- **Assignment**
All of the records must be restated exactly, with every line complete.

- **Dataset entries**
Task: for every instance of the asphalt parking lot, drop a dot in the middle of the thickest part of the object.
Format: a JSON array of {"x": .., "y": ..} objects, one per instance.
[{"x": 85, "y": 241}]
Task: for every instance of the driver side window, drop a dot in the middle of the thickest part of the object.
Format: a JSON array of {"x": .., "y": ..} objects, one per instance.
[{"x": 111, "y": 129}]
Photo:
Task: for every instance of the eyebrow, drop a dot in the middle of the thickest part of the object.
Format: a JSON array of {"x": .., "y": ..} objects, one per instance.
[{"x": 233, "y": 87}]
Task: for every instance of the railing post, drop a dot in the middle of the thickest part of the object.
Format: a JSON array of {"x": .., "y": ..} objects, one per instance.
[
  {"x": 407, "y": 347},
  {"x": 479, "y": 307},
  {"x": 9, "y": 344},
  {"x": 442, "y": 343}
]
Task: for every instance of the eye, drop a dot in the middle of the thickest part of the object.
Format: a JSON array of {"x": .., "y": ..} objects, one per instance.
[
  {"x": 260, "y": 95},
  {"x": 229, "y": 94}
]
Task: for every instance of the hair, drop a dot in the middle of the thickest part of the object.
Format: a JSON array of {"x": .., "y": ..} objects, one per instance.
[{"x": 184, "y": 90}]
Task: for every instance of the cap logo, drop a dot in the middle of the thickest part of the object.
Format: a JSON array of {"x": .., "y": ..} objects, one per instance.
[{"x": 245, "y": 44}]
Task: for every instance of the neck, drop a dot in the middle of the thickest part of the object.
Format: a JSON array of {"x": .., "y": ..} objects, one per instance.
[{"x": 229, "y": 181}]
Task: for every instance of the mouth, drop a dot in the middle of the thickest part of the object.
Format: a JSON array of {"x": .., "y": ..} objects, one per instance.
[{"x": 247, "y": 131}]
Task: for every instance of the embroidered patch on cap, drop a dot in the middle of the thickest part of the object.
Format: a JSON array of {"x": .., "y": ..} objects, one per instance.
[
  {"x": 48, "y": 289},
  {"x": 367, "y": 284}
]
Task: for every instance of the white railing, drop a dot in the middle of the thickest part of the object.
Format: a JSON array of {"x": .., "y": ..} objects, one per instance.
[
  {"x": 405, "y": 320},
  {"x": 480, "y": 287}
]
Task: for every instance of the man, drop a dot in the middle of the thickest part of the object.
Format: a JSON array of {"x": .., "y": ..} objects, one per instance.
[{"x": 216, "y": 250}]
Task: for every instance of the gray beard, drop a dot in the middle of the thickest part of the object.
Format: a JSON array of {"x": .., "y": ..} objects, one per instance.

- **Task result**
Task: for every instance of the asphalt parking lot, drop a dot in the middle of the thickest part of the object.
Format: a JSON array of {"x": .., "y": ..} objects, one per instance.
[{"x": 85, "y": 241}]
Task: for every instance of the driver side window, drop a dot in the middle of the thickest part of the object.
Format: a JSON array of {"x": .., "y": ..} objects, one per instance.
[{"x": 111, "y": 129}]
Photo:
Task: for every instance of the eyebrow, drop a dot in the middle of the thickest part of the object.
Format: a JSON array of {"x": .., "y": ..} objects, one per instance.
[{"x": 233, "y": 87}]
Task: for every instance of the railing post, drop a dot in the middle of the thickest part of the object.
Format: a JSON array of {"x": .., "y": ..} objects, one per instance.
[
  {"x": 407, "y": 347},
  {"x": 479, "y": 307},
  {"x": 9, "y": 344},
  {"x": 442, "y": 343}
]
Task: for every instance of the eye, drop a dot in the middle of the thickest part of the object.
Format: a JSON array of {"x": .., "y": ..} objects, one per instance.
[
  {"x": 260, "y": 95},
  {"x": 229, "y": 94}
]
Task: for every instance of the hair, drop a dot in the middle of the thickest part of the object.
Format: a JSON array of {"x": .., "y": ..} objects, one per instance.
[{"x": 184, "y": 90}]
Task: for every instance of the cap logo, drop a dot in the middle of the thickest part of the object.
Format: a JSON array of {"x": .., "y": ..} objects, one per instance.
[{"x": 245, "y": 44}]
Task: for every instance of the neck, drop a dot in the middle of the thickest part of the object.
Format: a JSON array of {"x": .., "y": ..} objects, one per instance.
[{"x": 229, "y": 181}]
Task: for every instance of the mouth, drop a dot in the middle of the thickest part of the object.
Format: a JSON array of {"x": .., "y": ..} objects, one per instance.
[{"x": 247, "y": 131}]
Task: for every instance of the embroidered patch on cap, drop a dot in the middle of the thickest part of the object.
Format: a JSON array of {"x": .., "y": ..} objects, one per instance.
[
  {"x": 48, "y": 289},
  {"x": 367, "y": 284}
]
Task: for every instance of the white railing, drop a dot in the middle of the thickest part of the object.
Format: a JSON array of {"x": .., "y": ..} objects, one per instance.
[
  {"x": 405, "y": 320},
  {"x": 480, "y": 287}
]
Task: for every instance of the man, drop a dot in the middle of the thickest part of the object.
Format: a JSON array of {"x": .., "y": ..} objects, one per instance.
[{"x": 216, "y": 250}]
Task: for every instance of the gray beard, drop a dot in the middle of the thickest part of the object.
Format: a JSON array of {"x": .., "y": ..} objects, one per instance.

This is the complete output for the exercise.